> **UDOSTĘPNIONY FRAGMENT**
* * *

W ciągu tygodnia usłyszałam tylko od jednej znajomej o bezdomnych kociakach na działkach- dwóch białych i dwóch szarych, a dzisiaj o pięknej trikolorce, która pcha się ludziom do domu, mieszka u nich na tarasie, a oni jej nie chcą, teraz też wyjeżdżają.
Taka jest piękna, miziasta
Obrazek

ewar

 
Posty: 54974
Od: Wto lis 06, 2007 20:17
Lokalizacja: Stalowa Wola

Post » Wto lip 20, 2021 12:20 Re: Koty z Hucianego Grodu cd.

Czarnuszka nie było, zostawiłam na murku trochę jedzenia, ale pewno muchy to obsiądą. Trochę się już martwię jego nieobecnością :( Zobaczę jutro, oby się zjawił.

* * *

> **TREŚĆ ZADANIA**
Wyjaśnij na podstawie fragmentu o bezdomnych kotach, dlaczego autorka wpisu z 20 lipca 2021 roku zaczyna się martwić o Czarnuszka.

Przechowywane wpisy danych
* * *

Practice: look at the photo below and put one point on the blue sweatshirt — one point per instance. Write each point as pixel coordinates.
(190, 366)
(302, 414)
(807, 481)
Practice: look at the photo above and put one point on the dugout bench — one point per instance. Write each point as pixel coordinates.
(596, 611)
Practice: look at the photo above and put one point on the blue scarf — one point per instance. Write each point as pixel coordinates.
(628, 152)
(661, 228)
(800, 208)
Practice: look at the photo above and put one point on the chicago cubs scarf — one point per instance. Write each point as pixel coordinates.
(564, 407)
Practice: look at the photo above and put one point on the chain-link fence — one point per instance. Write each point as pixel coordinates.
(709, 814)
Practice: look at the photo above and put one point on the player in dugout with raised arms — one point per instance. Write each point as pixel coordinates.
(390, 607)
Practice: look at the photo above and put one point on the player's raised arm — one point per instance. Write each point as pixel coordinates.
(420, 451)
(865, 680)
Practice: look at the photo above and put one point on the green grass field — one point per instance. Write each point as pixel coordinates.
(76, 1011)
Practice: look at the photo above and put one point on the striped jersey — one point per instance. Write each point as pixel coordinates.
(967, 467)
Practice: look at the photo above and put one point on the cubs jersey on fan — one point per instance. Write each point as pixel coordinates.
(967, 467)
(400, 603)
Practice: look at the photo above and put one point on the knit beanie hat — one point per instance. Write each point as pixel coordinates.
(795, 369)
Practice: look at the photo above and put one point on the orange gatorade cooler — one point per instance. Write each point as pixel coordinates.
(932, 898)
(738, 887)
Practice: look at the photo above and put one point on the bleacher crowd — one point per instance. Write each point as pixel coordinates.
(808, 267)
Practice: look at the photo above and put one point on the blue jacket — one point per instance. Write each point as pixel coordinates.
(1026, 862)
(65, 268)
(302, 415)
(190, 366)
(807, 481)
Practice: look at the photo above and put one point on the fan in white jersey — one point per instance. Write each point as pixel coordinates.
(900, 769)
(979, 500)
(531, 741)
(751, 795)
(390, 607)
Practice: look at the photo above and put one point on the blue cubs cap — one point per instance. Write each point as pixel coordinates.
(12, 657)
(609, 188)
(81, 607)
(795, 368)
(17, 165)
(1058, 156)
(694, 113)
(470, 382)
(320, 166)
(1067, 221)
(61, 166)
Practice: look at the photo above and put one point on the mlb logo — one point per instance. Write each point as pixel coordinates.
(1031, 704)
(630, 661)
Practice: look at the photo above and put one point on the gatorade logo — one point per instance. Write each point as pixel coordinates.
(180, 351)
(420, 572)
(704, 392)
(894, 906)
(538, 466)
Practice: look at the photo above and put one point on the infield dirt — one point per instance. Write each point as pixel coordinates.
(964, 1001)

* * *

> **ROZWIĄZANIE ZADANIA**
Autorka martwi się, ponieważ Czarnuszek się nie pojawił. Zostawiła na murku trochę jedzenia i zamierza jutro sprawdzić, czy kot się zjawi.